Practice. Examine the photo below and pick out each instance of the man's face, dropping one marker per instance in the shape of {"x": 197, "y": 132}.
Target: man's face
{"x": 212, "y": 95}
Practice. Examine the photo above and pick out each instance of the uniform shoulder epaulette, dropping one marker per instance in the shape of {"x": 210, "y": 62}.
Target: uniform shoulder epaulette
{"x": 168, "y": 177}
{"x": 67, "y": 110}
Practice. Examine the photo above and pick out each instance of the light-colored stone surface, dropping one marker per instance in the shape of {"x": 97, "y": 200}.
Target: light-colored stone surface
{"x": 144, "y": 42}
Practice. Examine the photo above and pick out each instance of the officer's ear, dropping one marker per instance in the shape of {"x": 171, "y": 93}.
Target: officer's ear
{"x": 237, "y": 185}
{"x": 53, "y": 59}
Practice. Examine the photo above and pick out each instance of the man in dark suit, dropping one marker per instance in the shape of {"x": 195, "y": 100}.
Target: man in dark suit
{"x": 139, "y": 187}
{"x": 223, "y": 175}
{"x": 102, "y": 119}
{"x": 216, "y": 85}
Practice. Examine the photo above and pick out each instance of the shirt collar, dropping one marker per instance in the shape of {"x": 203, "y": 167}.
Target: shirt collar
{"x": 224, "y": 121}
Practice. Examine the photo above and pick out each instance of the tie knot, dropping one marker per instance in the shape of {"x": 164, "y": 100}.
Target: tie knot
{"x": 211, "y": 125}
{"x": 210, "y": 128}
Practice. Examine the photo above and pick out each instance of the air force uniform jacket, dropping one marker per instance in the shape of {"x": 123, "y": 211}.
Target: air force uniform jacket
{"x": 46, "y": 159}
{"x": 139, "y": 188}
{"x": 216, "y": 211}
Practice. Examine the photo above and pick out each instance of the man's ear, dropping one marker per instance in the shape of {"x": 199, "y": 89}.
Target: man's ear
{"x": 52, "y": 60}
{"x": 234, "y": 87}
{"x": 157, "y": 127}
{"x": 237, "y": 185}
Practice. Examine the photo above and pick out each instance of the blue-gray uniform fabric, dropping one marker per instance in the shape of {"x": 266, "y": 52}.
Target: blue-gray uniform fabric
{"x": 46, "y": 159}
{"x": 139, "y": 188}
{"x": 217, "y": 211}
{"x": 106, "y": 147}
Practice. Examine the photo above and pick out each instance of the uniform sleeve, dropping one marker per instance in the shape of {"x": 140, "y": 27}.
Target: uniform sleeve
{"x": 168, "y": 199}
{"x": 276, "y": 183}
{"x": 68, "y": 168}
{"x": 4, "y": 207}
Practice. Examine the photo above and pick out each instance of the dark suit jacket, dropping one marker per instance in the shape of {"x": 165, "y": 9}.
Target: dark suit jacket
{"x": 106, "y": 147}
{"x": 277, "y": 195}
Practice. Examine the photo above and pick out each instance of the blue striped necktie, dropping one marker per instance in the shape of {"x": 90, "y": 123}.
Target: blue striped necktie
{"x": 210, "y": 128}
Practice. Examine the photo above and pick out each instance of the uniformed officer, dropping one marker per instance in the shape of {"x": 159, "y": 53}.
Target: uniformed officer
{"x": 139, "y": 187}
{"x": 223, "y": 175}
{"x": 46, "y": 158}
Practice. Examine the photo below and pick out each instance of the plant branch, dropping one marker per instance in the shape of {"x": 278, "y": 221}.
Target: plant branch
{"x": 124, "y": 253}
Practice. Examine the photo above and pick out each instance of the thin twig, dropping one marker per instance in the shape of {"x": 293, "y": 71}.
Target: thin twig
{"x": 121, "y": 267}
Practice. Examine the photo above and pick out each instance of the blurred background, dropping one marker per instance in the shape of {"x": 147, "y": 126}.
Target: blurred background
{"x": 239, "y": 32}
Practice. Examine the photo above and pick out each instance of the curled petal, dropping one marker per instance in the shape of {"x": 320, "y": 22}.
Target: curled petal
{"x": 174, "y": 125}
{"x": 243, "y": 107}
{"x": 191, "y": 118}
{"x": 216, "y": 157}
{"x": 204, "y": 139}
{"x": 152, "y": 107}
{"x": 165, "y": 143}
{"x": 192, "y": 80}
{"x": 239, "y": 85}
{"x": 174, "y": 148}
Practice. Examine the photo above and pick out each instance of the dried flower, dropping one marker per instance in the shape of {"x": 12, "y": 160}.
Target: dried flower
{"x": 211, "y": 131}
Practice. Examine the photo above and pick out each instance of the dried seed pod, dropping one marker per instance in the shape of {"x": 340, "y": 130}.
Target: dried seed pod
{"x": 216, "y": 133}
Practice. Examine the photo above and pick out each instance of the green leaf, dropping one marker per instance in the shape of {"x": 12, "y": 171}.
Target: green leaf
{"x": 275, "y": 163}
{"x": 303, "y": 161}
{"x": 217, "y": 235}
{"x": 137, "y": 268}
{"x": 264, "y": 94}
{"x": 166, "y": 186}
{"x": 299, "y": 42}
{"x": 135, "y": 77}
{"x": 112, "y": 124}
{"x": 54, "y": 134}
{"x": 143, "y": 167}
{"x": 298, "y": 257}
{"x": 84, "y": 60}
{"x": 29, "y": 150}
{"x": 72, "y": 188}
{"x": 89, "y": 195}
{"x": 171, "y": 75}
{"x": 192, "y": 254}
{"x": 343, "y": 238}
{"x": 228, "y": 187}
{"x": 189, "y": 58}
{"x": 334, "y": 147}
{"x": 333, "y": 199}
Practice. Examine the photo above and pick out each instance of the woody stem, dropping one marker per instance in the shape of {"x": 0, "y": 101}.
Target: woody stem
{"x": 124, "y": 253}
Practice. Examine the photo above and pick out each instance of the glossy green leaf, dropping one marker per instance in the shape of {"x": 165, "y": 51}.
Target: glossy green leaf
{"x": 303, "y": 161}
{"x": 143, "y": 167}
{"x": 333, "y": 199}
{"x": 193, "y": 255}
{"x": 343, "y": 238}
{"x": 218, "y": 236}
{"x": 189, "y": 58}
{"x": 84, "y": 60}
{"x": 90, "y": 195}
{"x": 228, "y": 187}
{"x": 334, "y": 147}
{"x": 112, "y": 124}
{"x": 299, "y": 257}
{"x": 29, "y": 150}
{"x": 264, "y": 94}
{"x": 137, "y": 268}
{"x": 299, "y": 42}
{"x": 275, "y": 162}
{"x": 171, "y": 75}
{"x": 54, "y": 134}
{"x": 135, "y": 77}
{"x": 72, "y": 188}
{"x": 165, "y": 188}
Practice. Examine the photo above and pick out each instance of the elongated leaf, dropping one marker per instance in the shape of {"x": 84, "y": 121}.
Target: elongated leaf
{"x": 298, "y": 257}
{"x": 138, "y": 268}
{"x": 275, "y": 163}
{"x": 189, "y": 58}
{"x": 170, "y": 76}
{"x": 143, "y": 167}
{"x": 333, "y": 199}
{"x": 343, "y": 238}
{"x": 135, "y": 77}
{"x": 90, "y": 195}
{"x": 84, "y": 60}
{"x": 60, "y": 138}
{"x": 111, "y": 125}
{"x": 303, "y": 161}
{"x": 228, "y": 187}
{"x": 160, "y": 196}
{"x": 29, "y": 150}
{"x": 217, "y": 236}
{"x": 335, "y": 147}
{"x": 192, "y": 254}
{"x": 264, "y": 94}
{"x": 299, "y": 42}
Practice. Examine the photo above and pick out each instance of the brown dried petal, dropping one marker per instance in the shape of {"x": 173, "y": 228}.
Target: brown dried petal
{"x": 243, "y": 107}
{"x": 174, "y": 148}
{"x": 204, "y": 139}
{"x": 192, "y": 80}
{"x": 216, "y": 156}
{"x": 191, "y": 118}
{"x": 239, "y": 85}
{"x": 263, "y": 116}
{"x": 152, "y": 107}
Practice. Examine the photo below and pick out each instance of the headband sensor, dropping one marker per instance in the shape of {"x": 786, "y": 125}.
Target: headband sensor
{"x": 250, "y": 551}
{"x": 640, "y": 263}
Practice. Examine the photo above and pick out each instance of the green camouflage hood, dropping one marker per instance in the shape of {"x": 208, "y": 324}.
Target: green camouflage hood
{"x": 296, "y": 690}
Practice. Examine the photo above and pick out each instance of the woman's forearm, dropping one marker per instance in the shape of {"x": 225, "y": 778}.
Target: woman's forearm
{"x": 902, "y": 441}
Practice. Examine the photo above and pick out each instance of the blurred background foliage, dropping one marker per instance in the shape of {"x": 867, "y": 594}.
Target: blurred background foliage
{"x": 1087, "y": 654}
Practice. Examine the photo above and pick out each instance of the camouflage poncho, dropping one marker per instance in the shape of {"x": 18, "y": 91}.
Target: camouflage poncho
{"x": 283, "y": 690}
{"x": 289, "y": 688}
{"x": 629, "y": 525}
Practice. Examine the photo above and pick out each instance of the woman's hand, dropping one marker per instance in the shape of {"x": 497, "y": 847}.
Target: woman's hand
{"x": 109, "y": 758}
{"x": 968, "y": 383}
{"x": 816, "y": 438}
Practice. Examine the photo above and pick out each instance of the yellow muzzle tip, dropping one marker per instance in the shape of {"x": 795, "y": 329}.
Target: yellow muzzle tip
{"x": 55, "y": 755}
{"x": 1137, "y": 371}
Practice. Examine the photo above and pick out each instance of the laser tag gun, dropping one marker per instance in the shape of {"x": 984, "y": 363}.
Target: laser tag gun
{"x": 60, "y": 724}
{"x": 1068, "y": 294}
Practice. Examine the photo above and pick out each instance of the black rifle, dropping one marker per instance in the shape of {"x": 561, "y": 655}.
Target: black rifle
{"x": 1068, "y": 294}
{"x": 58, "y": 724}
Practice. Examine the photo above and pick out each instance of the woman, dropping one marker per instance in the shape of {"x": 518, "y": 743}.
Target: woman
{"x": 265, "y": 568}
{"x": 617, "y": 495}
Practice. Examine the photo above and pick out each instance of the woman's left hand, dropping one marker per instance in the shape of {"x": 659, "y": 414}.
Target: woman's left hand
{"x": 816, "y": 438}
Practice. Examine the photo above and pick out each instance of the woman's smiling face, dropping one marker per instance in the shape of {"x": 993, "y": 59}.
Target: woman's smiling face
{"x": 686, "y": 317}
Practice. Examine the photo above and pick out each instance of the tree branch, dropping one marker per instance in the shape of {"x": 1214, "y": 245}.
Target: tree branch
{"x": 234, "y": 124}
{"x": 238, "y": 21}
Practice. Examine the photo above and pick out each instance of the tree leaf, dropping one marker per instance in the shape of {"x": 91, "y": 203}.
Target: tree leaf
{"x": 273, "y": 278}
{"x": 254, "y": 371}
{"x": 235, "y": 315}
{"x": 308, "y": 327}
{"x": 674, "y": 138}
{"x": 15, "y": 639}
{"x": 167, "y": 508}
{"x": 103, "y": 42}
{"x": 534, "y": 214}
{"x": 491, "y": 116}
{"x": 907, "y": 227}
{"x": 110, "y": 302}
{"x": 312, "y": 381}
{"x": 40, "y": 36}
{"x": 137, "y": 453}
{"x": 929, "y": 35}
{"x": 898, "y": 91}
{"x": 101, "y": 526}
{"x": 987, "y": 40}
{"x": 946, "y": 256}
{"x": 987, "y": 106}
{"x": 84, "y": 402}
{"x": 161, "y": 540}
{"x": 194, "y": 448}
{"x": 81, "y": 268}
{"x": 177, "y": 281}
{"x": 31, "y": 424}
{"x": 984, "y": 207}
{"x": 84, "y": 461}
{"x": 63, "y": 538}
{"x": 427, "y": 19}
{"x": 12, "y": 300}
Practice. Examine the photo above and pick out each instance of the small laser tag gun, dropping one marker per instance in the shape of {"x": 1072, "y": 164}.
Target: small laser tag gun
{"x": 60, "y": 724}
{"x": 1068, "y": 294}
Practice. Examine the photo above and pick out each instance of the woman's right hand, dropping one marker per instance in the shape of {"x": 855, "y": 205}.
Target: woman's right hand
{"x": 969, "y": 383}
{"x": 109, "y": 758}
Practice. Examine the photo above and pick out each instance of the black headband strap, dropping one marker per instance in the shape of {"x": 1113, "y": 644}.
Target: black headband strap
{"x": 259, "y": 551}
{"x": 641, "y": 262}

• Task description
Rescale the stretch from the line containing "the black headband" through the end of the entries, writing out every line again, requests included. Multiply each x and y coordinate in the answer points by 1.2 and round to whole numbers, halves up, but leave the numbers in the requests and their sample formats as they are.

• Written answer
Practice. Examine the photo above and pick out each instance of the black headband strap, dropping one marker per instance in the shape of {"x": 1113, "y": 644}.
Target: black headband strap
{"x": 311, "y": 661}
{"x": 769, "y": 314}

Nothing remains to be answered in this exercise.